Top of Material supplied

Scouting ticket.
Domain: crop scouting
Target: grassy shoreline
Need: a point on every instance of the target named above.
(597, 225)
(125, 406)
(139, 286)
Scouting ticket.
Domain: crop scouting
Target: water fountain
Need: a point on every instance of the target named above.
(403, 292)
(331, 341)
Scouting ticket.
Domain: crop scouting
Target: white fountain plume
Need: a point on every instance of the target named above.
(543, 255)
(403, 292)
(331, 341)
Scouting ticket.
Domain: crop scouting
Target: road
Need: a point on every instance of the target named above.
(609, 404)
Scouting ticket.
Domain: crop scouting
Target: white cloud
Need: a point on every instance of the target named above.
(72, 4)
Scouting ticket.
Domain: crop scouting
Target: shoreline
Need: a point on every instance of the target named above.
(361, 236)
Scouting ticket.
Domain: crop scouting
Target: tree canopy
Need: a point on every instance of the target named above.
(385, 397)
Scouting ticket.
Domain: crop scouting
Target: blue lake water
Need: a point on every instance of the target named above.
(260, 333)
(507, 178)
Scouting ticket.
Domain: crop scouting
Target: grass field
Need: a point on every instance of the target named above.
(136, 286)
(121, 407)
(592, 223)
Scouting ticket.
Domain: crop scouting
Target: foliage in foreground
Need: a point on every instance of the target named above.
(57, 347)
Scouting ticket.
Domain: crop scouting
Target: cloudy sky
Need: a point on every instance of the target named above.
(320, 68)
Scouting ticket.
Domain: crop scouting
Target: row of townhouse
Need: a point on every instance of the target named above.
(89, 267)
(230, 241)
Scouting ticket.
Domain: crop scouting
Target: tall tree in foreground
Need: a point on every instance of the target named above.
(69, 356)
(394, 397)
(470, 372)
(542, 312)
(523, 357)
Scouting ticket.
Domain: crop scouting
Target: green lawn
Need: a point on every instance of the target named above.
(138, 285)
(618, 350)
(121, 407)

Bottom of Material supplied

• [Task prompt]: Return a copy of each line in the entries that contains "foreground".

• [Solution to the problem]:
Target: foliage in foreground
Target: tall tree in foreground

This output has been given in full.